§ What this exercise asks:
- A) From the text on fraud detection, reproduce the passage starting at "From 1999 to" and ending at "the internet archive.".
- B) Answer these questions from the text on fraud detection.
(i) In what year did the collecting of information on fraud detection begin at the University of Karlsruhe?
(ii) For what purpose does the text say digital payment systems have been used?
(iii) What preventative measure does the text give as an example in fraud management?

§ Reading text:
Fraud Detection with Artificial Intelligence

January 02, 2005

From 1999 to 2004, I collected information on the topic of ‘Fraud detection’ on my website.

When I started this in 1999 as a research assistant at the University of Karlsruhe, there was not much information available on the topic of ‘Data Science’. Back then, it was more commonly referred to as ‘Knowledge Discovery in Databases’ (KDD) in academic circles or ‘Data Mining’ in the business world.

In november 2001 my web pages on were the site of the month (Le site du mois) of the (no longer existing) web site web-datamining.net. These pages are gone and are only available at the internet archive.

My web pages on fraud are referenced in the books

Investigative Data Mining for Security and Criminal Detection by Jesus Mena
Computer and Intrusion Forensics by George Mohay et. al.

Introduction

Due to technological advancements, more and more areas of daily life are being permeated by computers. Examples include digital communication, internet commerce (E-Commerce), and online banking.

Due to the complexity of these systems, it is very difficult and also very expensive to find all security vulnerabilities before they are operational. Criminals can thus discover security gaps and exploit them for their (often financial) advantage. For example, digital payment systems have been used for money laundering.

When technical systems are misused, methods are needed to detect this misuse and prevent further fraud.

In the field of fraud detection, user data is analyzed to reconstruct and analyze user behavior. Fraud management goes a step further and also includes preventative measures, such as stronger access controls.

Many thanks to the following individuals for their support: Heinz Cech, Tom Fawcett, Carlos Santa Cruz Fernandez, Al Guiva, Reinhold Huber, Andreas Lenk und Alexey Vasilyev.

Types of fraud

Misuse appears in various areas, but the task remains the same: Based on the available data about user behavior, fraudulent cases must be distinguished from normal cases.

§ Data section:

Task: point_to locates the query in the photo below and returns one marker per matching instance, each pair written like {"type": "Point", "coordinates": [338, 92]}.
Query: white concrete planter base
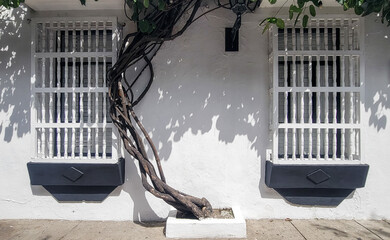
{"type": "Point", "coordinates": [206, 228]}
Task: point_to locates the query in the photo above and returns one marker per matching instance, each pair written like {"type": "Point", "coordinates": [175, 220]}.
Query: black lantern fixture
{"type": "Point", "coordinates": [239, 7]}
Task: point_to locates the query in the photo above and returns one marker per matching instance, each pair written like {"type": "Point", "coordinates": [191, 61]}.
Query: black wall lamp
{"type": "Point", "coordinates": [239, 7]}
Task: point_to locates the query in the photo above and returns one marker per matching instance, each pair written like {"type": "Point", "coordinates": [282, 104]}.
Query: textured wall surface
{"type": "Point", "coordinates": [207, 112]}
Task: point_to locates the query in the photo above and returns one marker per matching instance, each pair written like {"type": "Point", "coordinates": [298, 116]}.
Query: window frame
{"type": "Point", "coordinates": [274, 55]}
{"type": "Point", "coordinates": [116, 149]}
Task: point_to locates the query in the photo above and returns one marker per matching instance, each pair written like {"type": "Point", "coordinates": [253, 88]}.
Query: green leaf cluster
{"type": "Point", "coordinates": [366, 7]}
{"type": "Point", "coordinates": [11, 3]}
{"type": "Point", "coordinates": [141, 8]}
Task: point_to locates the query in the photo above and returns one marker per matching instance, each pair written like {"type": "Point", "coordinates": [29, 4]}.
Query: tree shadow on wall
{"type": "Point", "coordinates": [14, 73]}
{"type": "Point", "coordinates": [207, 110]}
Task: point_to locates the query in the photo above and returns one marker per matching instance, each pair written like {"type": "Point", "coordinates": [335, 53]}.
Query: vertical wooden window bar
{"type": "Point", "coordinates": [316, 91]}
{"type": "Point", "coordinates": [70, 58]}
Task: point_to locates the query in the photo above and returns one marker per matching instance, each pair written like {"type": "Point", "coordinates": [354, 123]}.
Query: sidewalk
{"type": "Point", "coordinates": [256, 229]}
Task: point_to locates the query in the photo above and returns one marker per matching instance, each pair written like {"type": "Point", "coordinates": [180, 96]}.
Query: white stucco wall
{"type": "Point", "coordinates": [207, 112]}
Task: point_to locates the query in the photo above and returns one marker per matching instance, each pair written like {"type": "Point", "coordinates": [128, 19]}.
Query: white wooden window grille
{"type": "Point", "coordinates": [70, 116]}
{"type": "Point", "coordinates": [316, 91]}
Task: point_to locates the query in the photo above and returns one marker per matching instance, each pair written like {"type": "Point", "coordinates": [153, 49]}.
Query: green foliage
{"type": "Point", "coordinates": [361, 8]}
{"type": "Point", "coordinates": [11, 3]}
{"type": "Point", "coordinates": [366, 7]}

§ Answer list:
- A)
From 1999 to 2004, I collected information on the topic of ‘Fraud detection’ on my website.

When I started this in 1999 as a research assistant at the University of Karlsruhe, there was not much information available on the topic of ‘Data Science’. Back then, it was more commonly referred to as ‘Knowledge Discovery in Databases’ (KDD) in academic circles or ‘Data Mining’ in the business world.

In november 2001 my web pages on were the site of the month (Le site du mois) of the (no longer existing) web site web-datamining.net. These pages are gone and are only available at the internet archive.

- B)
(i) 1999
(ii) Money laundering
(iii) Stronger access controls